▶ Selected extract
- - - - -
60 Percent of My API Calls Were Cached. I Turned It Off.

60 Percent of My API Calls Were Cached. I Turned It Off.

It is Tuesday afternoon. I am looking at my Grafana dashboard. The cache hit rate says 60 percent. Six out of ten API requests are being served from Redis, not the database.

By every metric I learned, this should be a win. Cache hits are fast. Database queries are slow. The math is simple.

But my p95 latency went up 40 milliseconds after I added caching.

Not down. Up.

I spent three days chasing this. I added more cache. I tuned TTLs. I pre-warmed the cache with likely queries. Nothing helped. The more I cached, the slower things got.

Then I found the bug. It wasn’t in the cache layer. It wasn’t in the database. It was in my assumptions about what caching actually does.

The cache tax I didn't measure

Every cached request has to do three things:

1. Check if the key exists in Redis 2. Deserialize the JSON blob 3. Validate the data is still fresh

On my API, step 1 takes 2 milliseconds. Step 2 takes 8 milliseconds. Step 3 takes 5 milliseconds. That’s 15 milliseconds of overhead before I even know if I have a cache hit.

A direct database query on the same endpoint takes 12 milliseconds.

So a cache hit costs me 15ms. A cache miss costs me 15ms plus the 12ms database query — 27ms total.

At 60 percent hit rate, my average response time is: – 0.6 × 15ms + 0.4 × 27ms = 9ms + 10.8ms = 19.8ms

Without caching, every request is 12ms.

I added caching to make things faster. I made them 65 percent slower.

The workload I optimized for

The caching guide I followed assumed read-heavy traffic with stable data. User profiles. Product catalogs. Configuration settings. Things that change once a day and get read a thousand times.

My API doesn’t look like that.
- - - - -
▶ Data segment
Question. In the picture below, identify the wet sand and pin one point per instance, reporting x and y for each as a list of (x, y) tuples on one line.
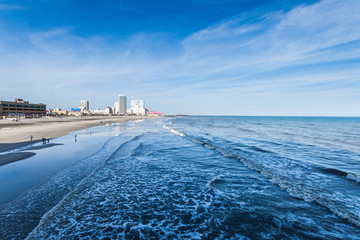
- - - - -
▶ Given exercise
Quote the stretch of the caching article from "By every metric" through "I added caching." verbatim.

▶ Right answer
By every metric I learned, this should be a win. Cache hits are fast. Database queries are slow. The math is simple.

But my p95 latency went up 40 milliseconds after I added caching.